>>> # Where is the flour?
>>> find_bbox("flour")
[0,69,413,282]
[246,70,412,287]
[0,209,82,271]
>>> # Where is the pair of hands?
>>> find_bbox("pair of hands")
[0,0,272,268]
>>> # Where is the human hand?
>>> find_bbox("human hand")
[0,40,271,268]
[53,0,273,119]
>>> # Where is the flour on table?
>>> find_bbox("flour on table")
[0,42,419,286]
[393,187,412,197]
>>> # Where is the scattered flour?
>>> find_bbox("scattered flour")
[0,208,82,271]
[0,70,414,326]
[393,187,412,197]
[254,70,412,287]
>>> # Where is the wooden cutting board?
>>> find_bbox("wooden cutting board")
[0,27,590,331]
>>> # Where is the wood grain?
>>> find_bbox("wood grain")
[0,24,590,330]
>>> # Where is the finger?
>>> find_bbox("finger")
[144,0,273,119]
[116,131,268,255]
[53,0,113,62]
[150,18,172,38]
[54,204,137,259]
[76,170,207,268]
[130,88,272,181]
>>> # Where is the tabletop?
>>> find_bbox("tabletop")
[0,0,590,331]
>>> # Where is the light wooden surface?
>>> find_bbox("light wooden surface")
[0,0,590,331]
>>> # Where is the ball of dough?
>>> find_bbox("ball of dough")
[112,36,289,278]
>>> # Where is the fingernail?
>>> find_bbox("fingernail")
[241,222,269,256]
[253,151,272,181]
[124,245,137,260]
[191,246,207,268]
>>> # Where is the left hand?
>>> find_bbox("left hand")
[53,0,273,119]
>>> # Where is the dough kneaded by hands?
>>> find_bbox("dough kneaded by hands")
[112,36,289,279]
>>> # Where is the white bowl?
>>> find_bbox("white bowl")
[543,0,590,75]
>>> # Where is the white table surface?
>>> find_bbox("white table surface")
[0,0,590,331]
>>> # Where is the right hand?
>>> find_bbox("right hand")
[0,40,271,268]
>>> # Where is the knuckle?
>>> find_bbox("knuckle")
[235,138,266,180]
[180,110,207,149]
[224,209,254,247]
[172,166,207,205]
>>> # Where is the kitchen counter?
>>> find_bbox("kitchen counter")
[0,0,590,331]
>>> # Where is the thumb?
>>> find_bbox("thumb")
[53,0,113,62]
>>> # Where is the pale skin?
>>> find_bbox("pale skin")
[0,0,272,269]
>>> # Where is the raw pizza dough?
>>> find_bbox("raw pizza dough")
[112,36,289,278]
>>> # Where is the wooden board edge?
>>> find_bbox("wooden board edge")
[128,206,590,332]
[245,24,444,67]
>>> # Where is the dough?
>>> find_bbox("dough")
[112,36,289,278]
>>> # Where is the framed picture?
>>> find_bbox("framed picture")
═══
→ TASK TO COMPLETE: Copy all of the records above without changing anything, keeping them in the same order.

→ RESULT FOR THIS EXERCISE:
>>> # Where is the flour?
>>> find_bbox("flour")
[0,69,413,282]
[246,70,412,287]
[0,209,82,271]
>>> # Where is the pair of hands?
>>> find_bbox("pair of hands")
[0,0,272,268]
>>> # Where is the human hand?
>>> find_bbox("human hand")
[0,40,271,268]
[53,0,273,119]
>>> # Where is the flour on table?
>>> find_bbox("flour on table")
[0,42,419,286]
[393,187,412,197]
>>> # Where is the scattered flour?
>>> find_bbox("scattered flour")
[0,208,82,271]
[0,70,414,326]
[393,187,412,197]
[254,70,412,287]
>>> # Where is the wooden cutting board?
>>> find_bbox("wooden cutting board")
[0,27,590,331]
>>> # Where is the wood grain?
>>> find_bbox("wood grain")
[0,24,590,330]
>>> # Where is the finger?
>>> find_bbox("finger")
[144,0,273,119]
[116,131,268,255]
[53,0,113,62]
[150,18,172,38]
[54,204,137,259]
[76,170,207,268]
[130,88,272,181]
>>> # Where is the tabletop?
>>> find_bbox("tabletop")
[0,0,590,331]
>>> # Where is the light wooden surface?
>>> find_bbox("light wooden surface")
[0,0,590,331]
>>> # Where is the ball of dough?
>>> find_bbox("ball of dough")
[112,36,289,278]
>>> # Where is the fingernail?
>>> find_bbox("fingernail")
[241,222,269,256]
[253,151,272,181]
[124,245,137,260]
[191,246,207,268]
>>> # Where is the left hand?
>>> find_bbox("left hand")
[53,0,273,119]
>>> # Where is the dough kneaded by hands?
>>> find_bbox("dough kneaded by hands")
[112,36,289,279]
>>> # Where is the white bowl?
>>> find_bbox("white bowl")
[543,0,590,75]
>>> # Where is the white table surface?
>>> find_bbox("white table surface")
[0,0,590,331]
>>> # Where is the right hand?
>>> find_bbox("right hand")
[0,40,271,268]
>>> # Where is the knuckle?
>>> find_bbox("knuckle")
[235,138,266,180]
[180,110,207,149]
[224,209,254,247]
[172,166,207,205]
>>> # Where is the kitchen counter?
>>> find_bbox("kitchen counter")
[0,0,590,331]
>>> # Where is the thumb?
>>> find_bbox("thumb")
[53,0,113,62]
>>> # Where is the pale skin?
>>> find_bbox("pale skin")
[0,0,272,269]
>>> # Where is the raw pizza dough?
>>> find_bbox("raw pizza dough")
[112,36,289,278]
>>> # Where is the wooden board edge?
>>> find_bbox("wooden board edge")
[128,206,590,332]
[245,24,444,67]
>>> # Where is the dough?
>>> find_bbox("dough")
[112,36,289,278]
>>> # Where is the framed picture?
>>> find_bbox("framed picture")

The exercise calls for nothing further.